What the task requires
Copy out all of the records below, switching every "photo above" to "image above" and keeping everything else the same. Leave the pictures out.

Data to use

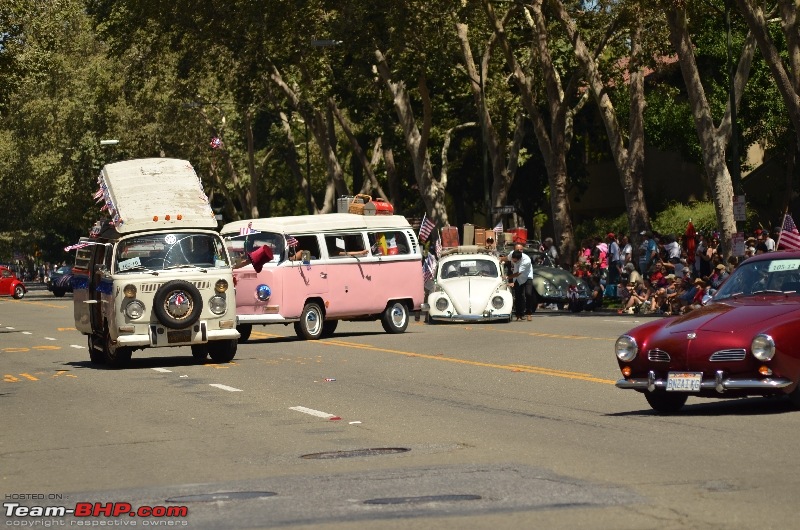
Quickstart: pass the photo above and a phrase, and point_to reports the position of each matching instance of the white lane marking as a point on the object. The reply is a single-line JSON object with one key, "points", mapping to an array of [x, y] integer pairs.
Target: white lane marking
{"points": [[317, 413], [226, 387]]}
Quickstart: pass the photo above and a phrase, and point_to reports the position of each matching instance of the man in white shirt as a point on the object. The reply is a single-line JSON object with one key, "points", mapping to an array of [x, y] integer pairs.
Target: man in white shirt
{"points": [[524, 299]]}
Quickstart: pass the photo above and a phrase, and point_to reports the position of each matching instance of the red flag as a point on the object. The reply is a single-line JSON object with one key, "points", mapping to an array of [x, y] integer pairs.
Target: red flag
{"points": [[691, 245]]}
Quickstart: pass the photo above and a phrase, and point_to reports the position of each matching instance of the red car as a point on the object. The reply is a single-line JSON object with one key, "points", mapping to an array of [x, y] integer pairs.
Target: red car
{"points": [[10, 285], [744, 342]]}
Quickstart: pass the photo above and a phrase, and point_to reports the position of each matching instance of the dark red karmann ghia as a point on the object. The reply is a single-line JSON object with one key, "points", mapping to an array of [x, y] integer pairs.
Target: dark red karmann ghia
{"points": [[744, 342]]}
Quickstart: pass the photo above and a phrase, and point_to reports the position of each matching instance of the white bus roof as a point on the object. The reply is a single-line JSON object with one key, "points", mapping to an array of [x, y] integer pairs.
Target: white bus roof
{"points": [[304, 224], [141, 194]]}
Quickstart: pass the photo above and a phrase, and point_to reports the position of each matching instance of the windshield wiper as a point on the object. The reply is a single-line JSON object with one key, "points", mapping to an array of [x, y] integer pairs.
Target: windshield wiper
{"points": [[140, 267]]}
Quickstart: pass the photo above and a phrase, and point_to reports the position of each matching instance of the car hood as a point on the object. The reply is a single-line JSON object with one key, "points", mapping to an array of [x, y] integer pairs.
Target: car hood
{"points": [[470, 295]]}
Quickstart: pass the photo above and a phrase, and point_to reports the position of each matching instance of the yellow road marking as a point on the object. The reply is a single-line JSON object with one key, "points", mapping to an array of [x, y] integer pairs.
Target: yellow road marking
{"points": [[511, 367]]}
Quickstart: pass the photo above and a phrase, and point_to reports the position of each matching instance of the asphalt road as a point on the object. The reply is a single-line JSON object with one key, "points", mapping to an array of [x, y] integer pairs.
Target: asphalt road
{"points": [[496, 426]]}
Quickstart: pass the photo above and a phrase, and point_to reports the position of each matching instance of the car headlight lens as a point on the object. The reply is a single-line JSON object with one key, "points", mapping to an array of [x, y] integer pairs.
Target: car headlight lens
{"points": [[763, 347], [134, 309], [217, 305], [441, 304], [263, 292], [626, 348]]}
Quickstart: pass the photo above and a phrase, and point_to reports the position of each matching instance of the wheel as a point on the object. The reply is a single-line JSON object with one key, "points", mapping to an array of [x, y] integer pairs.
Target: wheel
{"points": [[222, 351], [244, 331], [666, 402], [199, 352], [96, 353], [178, 304], [328, 327], [311, 321], [395, 318], [116, 356]]}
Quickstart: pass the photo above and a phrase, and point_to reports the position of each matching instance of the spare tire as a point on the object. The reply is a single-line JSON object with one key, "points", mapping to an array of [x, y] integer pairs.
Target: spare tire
{"points": [[178, 304]]}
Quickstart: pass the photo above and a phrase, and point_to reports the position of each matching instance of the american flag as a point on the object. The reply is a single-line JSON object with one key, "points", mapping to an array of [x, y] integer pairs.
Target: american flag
{"points": [[76, 246], [246, 229], [425, 228], [790, 237], [428, 266]]}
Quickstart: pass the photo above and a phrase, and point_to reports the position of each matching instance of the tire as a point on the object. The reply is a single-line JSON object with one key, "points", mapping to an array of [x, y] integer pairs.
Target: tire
{"points": [[665, 402], [395, 317], [96, 352], [175, 311], [222, 351], [116, 356], [200, 353], [244, 331], [311, 322], [328, 327]]}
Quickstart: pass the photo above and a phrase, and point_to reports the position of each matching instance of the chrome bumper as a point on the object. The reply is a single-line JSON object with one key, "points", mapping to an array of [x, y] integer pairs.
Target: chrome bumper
{"points": [[720, 383]]}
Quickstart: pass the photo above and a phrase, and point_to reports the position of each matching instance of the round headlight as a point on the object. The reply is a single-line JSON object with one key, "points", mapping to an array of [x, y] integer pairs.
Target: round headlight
{"points": [[763, 347], [263, 292], [626, 348], [134, 309], [217, 304]]}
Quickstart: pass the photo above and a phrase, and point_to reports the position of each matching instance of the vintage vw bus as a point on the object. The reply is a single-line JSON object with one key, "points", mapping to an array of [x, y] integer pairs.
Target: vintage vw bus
{"points": [[326, 268], [156, 274]]}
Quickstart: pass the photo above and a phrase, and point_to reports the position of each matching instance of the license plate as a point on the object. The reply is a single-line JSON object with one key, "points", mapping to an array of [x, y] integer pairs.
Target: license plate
{"points": [[183, 335], [684, 381]]}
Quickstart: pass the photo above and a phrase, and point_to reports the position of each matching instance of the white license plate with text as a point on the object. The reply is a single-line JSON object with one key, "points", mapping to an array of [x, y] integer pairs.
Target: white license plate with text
{"points": [[684, 381]]}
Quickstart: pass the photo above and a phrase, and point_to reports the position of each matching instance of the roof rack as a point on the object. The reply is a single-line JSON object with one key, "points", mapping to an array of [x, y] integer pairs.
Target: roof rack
{"points": [[466, 249]]}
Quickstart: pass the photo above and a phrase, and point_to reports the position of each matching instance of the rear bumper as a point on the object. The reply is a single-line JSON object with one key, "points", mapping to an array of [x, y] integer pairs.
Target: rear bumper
{"points": [[721, 383]]}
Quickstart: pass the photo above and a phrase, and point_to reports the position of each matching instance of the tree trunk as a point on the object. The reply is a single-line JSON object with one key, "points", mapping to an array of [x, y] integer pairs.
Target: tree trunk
{"points": [[712, 140], [431, 189]]}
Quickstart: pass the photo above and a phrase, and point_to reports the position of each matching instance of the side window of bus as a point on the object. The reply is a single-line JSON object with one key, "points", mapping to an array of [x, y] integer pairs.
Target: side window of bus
{"points": [[309, 243], [388, 243], [345, 245]]}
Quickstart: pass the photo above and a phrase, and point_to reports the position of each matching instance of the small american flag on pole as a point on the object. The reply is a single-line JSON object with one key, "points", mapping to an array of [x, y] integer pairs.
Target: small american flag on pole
{"points": [[789, 238], [246, 229], [425, 228]]}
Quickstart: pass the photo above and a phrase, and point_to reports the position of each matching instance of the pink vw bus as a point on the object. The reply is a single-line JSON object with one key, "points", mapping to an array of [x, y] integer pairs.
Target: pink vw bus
{"points": [[326, 268]]}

Exercise output
Quickstart: pass the image above and a phrase, and point_to reports the position of each matching instance of the white lane marking as a point on the object. The reply is a single-line JSON object with one key, "points", mapping to an array of [x, y] integer pairs.
Target: white lane marking
{"points": [[317, 413], [226, 387]]}
Quickstart: pass the image above and a phrase, and point_to reports the position of each matching instance of the man in white shirt as a point on the object. The reply is a single-line JSON object with one key, "points", mapping to an array of [x, y] integer pairs.
Target: man in white shirt
{"points": [[524, 299]]}
Quickstart: pass the image above and a phrase, and point_to reports the position of each matching instance of the red flag as a point on the object. The reply is a single-line JSON object with one key, "points", mapping to an array of [x, y] integer pairs.
Target: red flag
{"points": [[691, 245]]}
Quickstart: pass the image above and a phrase, and point_to reports the position of each matching instance of the red car as a point on the object. The reply is a single-line JSON object with one key, "points", mapping to an array of [x, y] integer pairs.
Target: red car
{"points": [[10, 285], [744, 342]]}
Quickstart: pass the image above and a phrase, and point_to reports the position of each matching instance of the dark red karmann ghia as a point on the object. The reply is a single-line JSON object with one key, "points", mapping to an array of [x, y] integer pairs.
Target: dark red karmann ghia
{"points": [[744, 342]]}
Quickstart: pass the image above and a phrase, and point_to reports the position of each matching instance of the white bus roof as a point on the object. The reply is a single-line JSON object with one key, "points", mapping to an array of [x, y] integer pairs.
Target: white bus roof
{"points": [[304, 224], [141, 194]]}
Quickstart: pass the image above and a phrase, and point_to reports the position of each matching instance of the windshield wiper as a point on the object. The reply is a single-line JSON object with one key, "points", mapping to an array of [x, y] integer pairs.
Target: windshield wiper
{"points": [[140, 267]]}
Quickstart: pass the image above and a phrase, and point_to reports the position of each matching instance of the car hood as a point on the object. The reply is a single-line JSON object with one key, "points", mapping to an array of [x, y] integer pairs.
Target: car hood
{"points": [[470, 295]]}
Quickstart: pass the image above and a phrase, and point_to reports the position of each matching instance of the yellow road marking as a point on the object. The reply is a single-line JSON object with one key, "points", mapping to an array of [x, y] integer pairs.
Target: yellow road marking
{"points": [[511, 367]]}
Quickstart: pass the image above and a phrase, and point_to reports the position of each matching instance of the asphalt road as a point on the object. The reply is a single-line JSON object with one key, "points", mapping to an array of [x, y] integer pairs.
Target: asphalt road
{"points": [[496, 426]]}
Quickstart: pass the image above and a phrase, and point_to reports the position of each matching instance of the car headlight lens as a point on the object. The reply is a single-line JSON object with one key, "points", mapping to an array of [x, y] integer pairs.
Target: car headlight lens
{"points": [[763, 347], [134, 309], [217, 305], [441, 304], [263, 292], [626, 348]]}
Quickstart: pass the image above and a phrase, and point_to reports the position of each matching instance of the wheel as a point on the object. The reply is a single-line JSON object with one key, "points", mapping to an array of [x, y] integer pairs.
Target: wheel
{"points": [[222, 351], [244, 331], [666, 402], [199, 352], [96, 353], [178, 304], [328, 327], [311, 321], [395, 318], [116, 356]]}
Quickstart: pass the image above and a phrase, and point_to reports the position of each matching instance of the spare tire as a point on the object. The reply is a single-line JSON object with one key, "points", mapping to an array of [x, y] integer pairs.
Target: spare tire
{"points": [[178, 304]]}
Quickstart: pass the image above and a phrase, and point_to reports the position of each matching instance of the american flag as a point on the object. The reply is a single-line JSON object with one key, "points", mapping to an array of [x, y] integer pairs.
Target: american flag
{"points": [[76, 246], [246, 229], [425, 228], [790, 237], [428, 266]]}
Quickstart: pass the image above and a phrase, and point_to reports the position of each matching instance of the tire as a point on the object. The reply is a single-line JSON object with one key, "points", mapping to an array of [x, y] integer pairs.
Target: tire
{"points": [[665, 402], [395, 317], [96, 352], [175, 311], [222, 351], [116, 356], [200, 353], [244, 331], [311, 322], [328, 327]]}
Quickstart: pass the image above and a phrase, and point_to reports the position of each matching instance of the chrome bumper as a point on the object. The reply is a single-line JSON object with one key, "points", mapping to an array of [x, y] integer pairs.
Target: chrome bumper
{"points": [[720, 383]]}
Quickstart: pass the image above and a phrase, and point_to reports the position of each matching instance of the round headlight as a point on the object. The reply is a single-line JSON object with one key, "points", mapping to an array of [x, y] integer pairs.
Target: round headlight
{"points": [[763, 347], [263, 292], [626, 348], [134, 309], [217, 304]]}
Quickstart: pass the image above and a phrase, and point_to reports the position of each matching instance of the vintage vw bus as a point on the object. The reply is a single-line JSON object with one key, "points", mapping to an array of [x, y] integer pairs.
Target: vintage vw bus
{"points": [[326, 268], [156, 274]]}
Quickstart: pass the image above and a phrase, and point_to reports the position of each matching instance of the license plate as a point on the object. The reply is a single-line JSON object with one key, "points", mapping to an array of [x, y] integer pairs.
Target: license plate
{"points": [[183, 335], [684, 381]]}
Quickstart: pass the image above and a phrase, and point_to reports the position of each matching instance of the white license plate with text as a point on the object. The reply is a single-line JSON object with one key, "points", mapping to an array of [x, y] integer pairs.
Target: white license plate with text
{"points": [[684, 381]]}
Quickstart: pass the image above and a phrase, and point_to reports the position of each matching instance of the roof rack as a point on the object. The reply is a single-line JSON object with one key, "points", mapping to an array of [x, y] integer pairs.
Target: roof rack
{"points": [[466, 249]]}
Quickstart: pass the image above and a phrase, and point_to reports the position of each matching instance of the rear bumper as a point on the object. The reply is a single-line JSON object with one key, "points", mapping to an array of [x, y] integer pairs.
Target: rear bumper
{"points": [[721, 383]]}
Quickstart: pass the image above and a phrase, and point_to reports the position of each matching instance of the tree trunk as a point on the object. The reply is a single-line JSON object with one key, "points", mapping to an array of [x, y] integer pairs.
Target: tree trunk
{"points": [[712, 140], [431, 189]]}
Quickstart: pass the image above and a phrase, and point_to reports the position of each matching instance of the side window of bus as a point on the object. The reply is a single-line JSON object with one key, "points", mapping to an array of [x, y] integer pairs.
Target: side window of bus
{"points": [[309, 243], [388, 243], [345, 245]]}
Quickstart: pass the image above and a phrase, and point_to reports the position of each matching instance of the small american flag on pole as a point on the object. The reply is a single-line JSON object with one key, "points", mapping to an array of [x, y] integer pairs.
Target: small american flag on pole
{"points": [[789, 238], [246, 229], [425, 228]]}
Quickstart: pass the image above and a phrase, and point_to reports the position of each matching instance of the pink vw bus as a point on the object. The reply is a single-line JSON object with one key, "points", mapping to an array of [x, y] integer pairs.
Target: pink vw bus
{"points": [[326, 268]]}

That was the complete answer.